→ **SHORT PROBLEM**:
Give every line of the data again, unchanged, but with no pictures.

--- SUPPLIED RECORDS ---

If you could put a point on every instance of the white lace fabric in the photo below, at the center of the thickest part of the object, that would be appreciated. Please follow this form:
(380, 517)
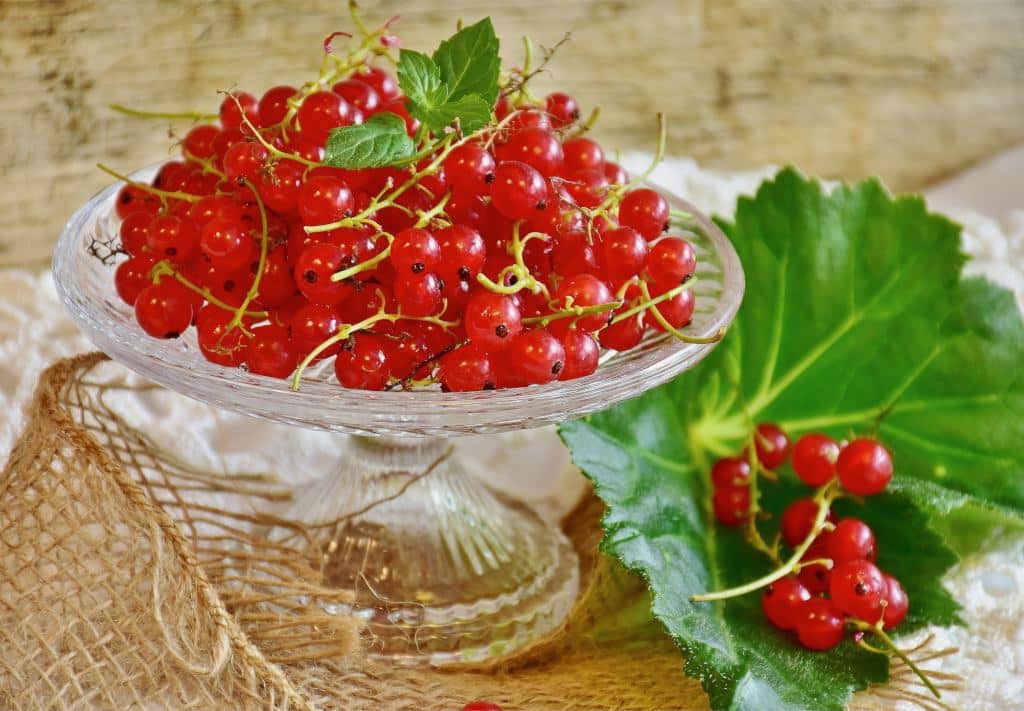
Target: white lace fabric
(34, 332)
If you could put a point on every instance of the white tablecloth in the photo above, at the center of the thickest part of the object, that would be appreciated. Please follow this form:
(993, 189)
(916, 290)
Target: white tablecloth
(987, 200)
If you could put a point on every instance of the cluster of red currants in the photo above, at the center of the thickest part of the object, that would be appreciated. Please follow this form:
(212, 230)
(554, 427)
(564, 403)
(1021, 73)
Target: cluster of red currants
(836, 581)
(504, 258)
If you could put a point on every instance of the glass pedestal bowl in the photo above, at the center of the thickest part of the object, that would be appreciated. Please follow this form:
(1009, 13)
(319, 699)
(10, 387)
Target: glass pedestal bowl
(440, 568)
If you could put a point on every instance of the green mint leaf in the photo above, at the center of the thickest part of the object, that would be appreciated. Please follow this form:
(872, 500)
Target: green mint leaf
(380, 141)
(420, 80)
(855, 306)
(469, 63)
(471, 111)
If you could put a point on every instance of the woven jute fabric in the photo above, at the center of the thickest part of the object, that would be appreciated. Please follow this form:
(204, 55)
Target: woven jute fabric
(129, 579)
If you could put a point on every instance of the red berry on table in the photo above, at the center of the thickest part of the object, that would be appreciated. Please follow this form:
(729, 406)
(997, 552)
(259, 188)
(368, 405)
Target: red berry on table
(814, 458)
(645, 211)
(492, 320)
(536, 357)
(164, 309)
(782, 602)
(852, 540)
(730, 471)
(820, 625)
(864, 467)
(671, 261)
(857, 588)
(798, 520)
(731, 505)
(897, 602)
(518, 191)
(562, 109)
(582, 354)
(771, 445)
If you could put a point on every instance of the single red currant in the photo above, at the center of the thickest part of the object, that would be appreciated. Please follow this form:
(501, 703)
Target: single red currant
(852, 540)
(820, 625)
(730, 471)
(864, 467)
(645, 211)
(857, 588)
(732, 505)
(492, 320)
(897, 602)
(164, 309)
(814, 458)
(782, 602)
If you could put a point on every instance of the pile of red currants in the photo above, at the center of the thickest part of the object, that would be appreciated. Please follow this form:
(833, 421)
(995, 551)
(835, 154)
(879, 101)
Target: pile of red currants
(833, 582)
(501, 258)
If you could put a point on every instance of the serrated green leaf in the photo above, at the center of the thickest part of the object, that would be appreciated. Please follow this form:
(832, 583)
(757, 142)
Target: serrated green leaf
(469, 61)
(472, 113)
(380, 141)
(420, 80)
(854, 309)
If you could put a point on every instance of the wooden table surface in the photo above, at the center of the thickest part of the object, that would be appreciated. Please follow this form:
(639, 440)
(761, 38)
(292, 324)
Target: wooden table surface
(908, 89)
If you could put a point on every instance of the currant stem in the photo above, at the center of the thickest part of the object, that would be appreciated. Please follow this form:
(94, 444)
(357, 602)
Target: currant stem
(877, 629)
(163, 195)
(173, 116)
(823, 497)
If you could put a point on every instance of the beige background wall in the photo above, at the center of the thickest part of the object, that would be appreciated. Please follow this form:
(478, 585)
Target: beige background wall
(908, 89)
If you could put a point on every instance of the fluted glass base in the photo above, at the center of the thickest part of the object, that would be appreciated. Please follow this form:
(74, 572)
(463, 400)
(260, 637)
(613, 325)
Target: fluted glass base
(441, 568)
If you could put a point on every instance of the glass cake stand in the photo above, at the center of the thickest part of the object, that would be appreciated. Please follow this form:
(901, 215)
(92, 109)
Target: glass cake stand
(440, 568)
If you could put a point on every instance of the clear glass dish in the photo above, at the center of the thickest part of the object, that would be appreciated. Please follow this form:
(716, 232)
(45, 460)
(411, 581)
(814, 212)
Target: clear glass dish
(441, 569)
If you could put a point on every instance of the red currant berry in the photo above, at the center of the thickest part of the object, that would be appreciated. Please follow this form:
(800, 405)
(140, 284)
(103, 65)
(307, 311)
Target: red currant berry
(537, 357)
(645, 211)
(623, 335)
(358, 94)
(562, 109)
(227, 244)
(313, 270)
(782, 602)
(232, 107)
(814, 459)
(518, 191)
(273, 105)
(897, 602)
(466, 369)
(536, 148)
(820, 625)
(415, 250)
(677, 311)
(218, 344)
(582, 354)
(852, 540)
(132, 277)
(583, 154)
(730, 471)
(134, 199)
(164, 309)
(864, 467)
(625, 253)
(857, 588)
(732, 505)
(325, 199)
(418, 294)
(772, 446)
(586, 290)
(798, 520)
(321, 112)
(671, 262)
(364, 365)
(492, 320)
(270, 352)
(173, 238)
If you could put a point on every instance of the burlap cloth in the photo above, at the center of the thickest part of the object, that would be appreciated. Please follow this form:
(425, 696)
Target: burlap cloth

---

→ **ANSWER TO THE EXERCISE**:
If you could put a point on every instance of the white lace fabric in the photo below, at the center of the thickest part of the object, that would be appreciated. Please follow this form:
(380, 517)
Target: white lace fabric
(34, 332)
If you could put a point on every instance of the white tablecloth in the photo above, at the center of the thickest part of the object, that would be appreciated. Please follow this form:
(993, 189)
(916, 290)
Target: white tablecloth
(987, 200)
If you could put a point on every instance of the cluster of red currants in the photo above, at the center of the thickest part of the object, that would be appreciated. Please follow this form:
(212, 230)
(554, 427)
(564, 403)
(1021, 73)
Target: cluster of red currants
(836, 581)
(504, 258)
If you could put a point on every instance of the glass pedestal bowl in the photo above, at the center of the thickest part of the object, that would be appreciated. Please follow this form:
(1009, 13)
(319, 699)
(10, 387)
Target: glass pedestal bowl
(440, 568)
If you could put a point on every instance of the green mint leaf in the photo above, at the center of the thickest part of the object, that would be appreciated. Please follow this form:
(872, 500)
Target: green mint leaf
(380, 141)
(420, 80)
(855, 306)
(469, 63)
(471, 111)
If you could put a point on every instance of the woven jute fabric in the photo above, at the center of the thickest part of the object, that would be appreciated. Please follow this form:
(204, 55)
Target: woven jute fabric
(129, 579)
If you could put a point on every instance of the red berry on table in the photo above, at the center of the thickest part of the object, that would be appreciated. Please follow this form:
(729, 406)
(997, 552)
(259, 188)
(368, 405)
Target: red berry on table
(814, 458)
(645, 211)
(492, 320)
(536, 357)
(164, 309)
(782, 602)
(852, 540)
(730, 471)
(820, 625)
(864, 467)
(671, 261)
(857, 588)
(798, 520)
(731, 505)
(897, 602)
(518, 191)
(562, 109)
(582, 354)
(771, 445)
If you could put a point on every instance of the single red currant in the photo above, at the center of the thickest part of the object, that would be appreciated. Please follow this form:
(501, 703)
Target: single red currant
(852, 540)
(820, 625)
(730, 471)
(864, 467)
(645, 211)
(857, 588)
(732, 505)
(492, 320)
(897, 602)
(164, 309)
(814, 458)
(782, 602)
If you could put a point on every instance of the pile of red currants in the photo above, at the center of the thickest part of the object, that would be appreciated. Please follow this form:
(833, 421)
(995, 551)
(835, 154)
(879, 101)
Target: pile of red currants
(833, 582)
(501, 258)
If you could put a point on every instance of the serrated green leaf in the photo above, at the center of the thickest part of the object, that would be appreciated. Please follow this form:
(832, 583)
(757, 142)
Target: serrated green leaf
(469, 61)
(472, 113)
(380, 141)
(420, 80)
(854, 309)
If you could put a point on every instance of the wooden table surface in the photo above, at the center of the thickest part of the object, that would be appreciated. Please follow this form:
(639, 440)
(761, 38)
(292, 324)
Target: wooden table surface
(908, 89)
If you could put a point on every instance of the currant stem in the photo above, at the center of the thickest part of the object, that would be appreciated. Please follow this form:
(94, 444)
(357, 602)
Target: currant stem
(877, 629)
(163, 195)
(173, 116)
(823, 497)
If you could put a point on every instance of the beige background wall in the photo above, at the center of the thickest part of the object, that would be appreciated. Please follow this form:
(478, 585)
Target: beige background wall
(908, 89)
If you could put a point on every instance of the fluted glass base in the photo above, at the center of the thickest part of the object, that would be appreciated. Please follow this form:
(74, 572)
(463, 400)
(260, 637)
(613, 325)
Target: fluted glass base
(441, 568)
If you could put a point on every instance of the glass cake stand in the photo above, at the center of the thickest part of the object, that would be appreciated. Please follow this form:
(901, 215)
(92, 109)
Target: glass cake stand
(440, 568)
If you could put a point on every instance of the clear glass dish in the photo above, at the center of the thickest part of the object, that would be appreciated. Please follow this form:
(716, 232)
(45, 460)
(411, 581)
(814, 212)
Target: clear glass dish
(441, 569)
If you could put a point on every instance of the red currant berry in the photo above, at the center of the thickest part of the object, that would be appreciated. Please follow this form:
(800, 405)
(140, 284)
(103, 65)
(307, 311)
Target: red currant berry
(537, 357)
(645, 211)
(623, 335)
(358, 94)
(562, 109)
(227, 244)
(313, 270)
(782, 602)
(232, 107)
(814, 459)
(518, 191)
(273, 105)
(897, 602)
(466, 369)
(536, 148)
(820, 625)
(415, 250)
(677, 311)
(218, 344)
(582, 354)
(852, 540)
(132, 277)
(583, 154)
(730, 471)
(134, 199)
(164, 309)
(864, 467)
(625, 253)
(857, 588)
(732, 505)
(325, 199)
(418, 294)
(772, 446)
(586, 290)
(798, 520)
(321, 112)
(671, 262)
(364, 365)
(492, 320)
(270, 352)
(173, 238)
If you could put a point on every instance of the burlap cloth in the photo above, at the center of the thickest part of the object, that would be appreciated. Please follow this form:
(425, 696)
Target: burlap cloth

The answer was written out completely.